## Data supplied
______

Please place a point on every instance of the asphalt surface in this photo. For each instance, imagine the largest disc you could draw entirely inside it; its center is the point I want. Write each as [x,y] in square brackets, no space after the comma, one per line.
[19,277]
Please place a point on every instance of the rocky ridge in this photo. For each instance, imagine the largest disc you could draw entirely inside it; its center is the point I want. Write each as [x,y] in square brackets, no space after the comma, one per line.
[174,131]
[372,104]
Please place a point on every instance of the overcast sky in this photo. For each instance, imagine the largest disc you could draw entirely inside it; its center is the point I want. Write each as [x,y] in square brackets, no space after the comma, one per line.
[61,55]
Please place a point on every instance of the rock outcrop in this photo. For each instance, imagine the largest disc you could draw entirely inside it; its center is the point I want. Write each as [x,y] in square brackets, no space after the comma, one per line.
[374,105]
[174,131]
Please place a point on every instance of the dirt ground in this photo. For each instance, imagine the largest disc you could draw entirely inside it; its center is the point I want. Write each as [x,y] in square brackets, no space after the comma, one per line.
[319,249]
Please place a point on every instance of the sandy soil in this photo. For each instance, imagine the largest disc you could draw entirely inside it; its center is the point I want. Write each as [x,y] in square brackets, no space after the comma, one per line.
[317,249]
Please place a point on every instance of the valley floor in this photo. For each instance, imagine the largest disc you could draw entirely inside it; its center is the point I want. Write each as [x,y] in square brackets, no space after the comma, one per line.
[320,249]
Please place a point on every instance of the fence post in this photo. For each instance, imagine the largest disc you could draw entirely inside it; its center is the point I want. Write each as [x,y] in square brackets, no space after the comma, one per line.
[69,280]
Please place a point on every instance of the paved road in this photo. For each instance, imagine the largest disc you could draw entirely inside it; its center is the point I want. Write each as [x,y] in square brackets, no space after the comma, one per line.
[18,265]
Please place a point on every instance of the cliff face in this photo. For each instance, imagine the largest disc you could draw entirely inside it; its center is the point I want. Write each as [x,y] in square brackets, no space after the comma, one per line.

______

## Your objective
Write out the records above again, keeping each one identical to the original.

## Task output
Please place a point on every instance of the asphalt surface in this photo. For each instance, imagine the largest disc you could draw entirely inside it; its center is the point I want. Write each as [x,y] in square brackets, no space after the comma, one per line.
[19,277]
Please place a point on every instance of the rocky ridge in this photo. For each instance, imagine the largest disc you could draw entirely inside it; its center is the point I want. Write each as [x,y] in square brackets, no space after the comma, one per line.
[174,131]
[372,104]
Please place a point on every instance of the overcast sky in this photo. For each instance, imagine the largest disc you could draw entirely inside it; its center is the point I want. Write each as [x,y] in square brackets, no space after the comma, one per line.
[61,55]
Please place a point on every instance of the rock outcrop in this photo. For each instance, imagine the largest disc you could draw entirely inside it; its center is the point I want. Write each as [x,y] in square brackets, no space after the comma, one per line.
[374,105]
[174,131]
Please place a point on every instance of the dirt ground in this photo. For each instance, imagine the largest disc you could draw entirely inside it; its center is the point I want. Write each as [x,y] in square brackets, no space after the comma, one per line.
[319,249]
Please place a point on every instance of the sandy soil in this photo. For each instance, imagine the largest disc you could draw entirely inside it; its center is the point I want. Write each as [x,y] in square brackets, no space after the comma, one per line.
[317,249]
Please place a point on every instance of the valley floor in this photo. For each instance, imagine the largest disc you could draw entirely inside it; its center is the point I want. Write each as [x,y] in square brackets, no space after the comma, one per line.
[320,249]
Please place a point on every instance of the fence post in this photo. For each instance, imagine the largest disc you could draw entirely inside it; its center is the point I want. Write each as [x,y] in square brackets, no space after the comma, one per line.
[69,280]
Please place a point on every instance of the paved road in this photo. For each instance, imagine the largest disc you could draw entirely inside it; its center is the point I want. Write each as [x,y] in square brackets, no space after the comma, one per line.
[18,265]
Please place a point on every instance of the cliff face in this photo. For each instance, imagine the largest disc you could draw entirely inside it; its center is the point I want. Write each as [x,y] in square brackets, no space after the comma, one per line.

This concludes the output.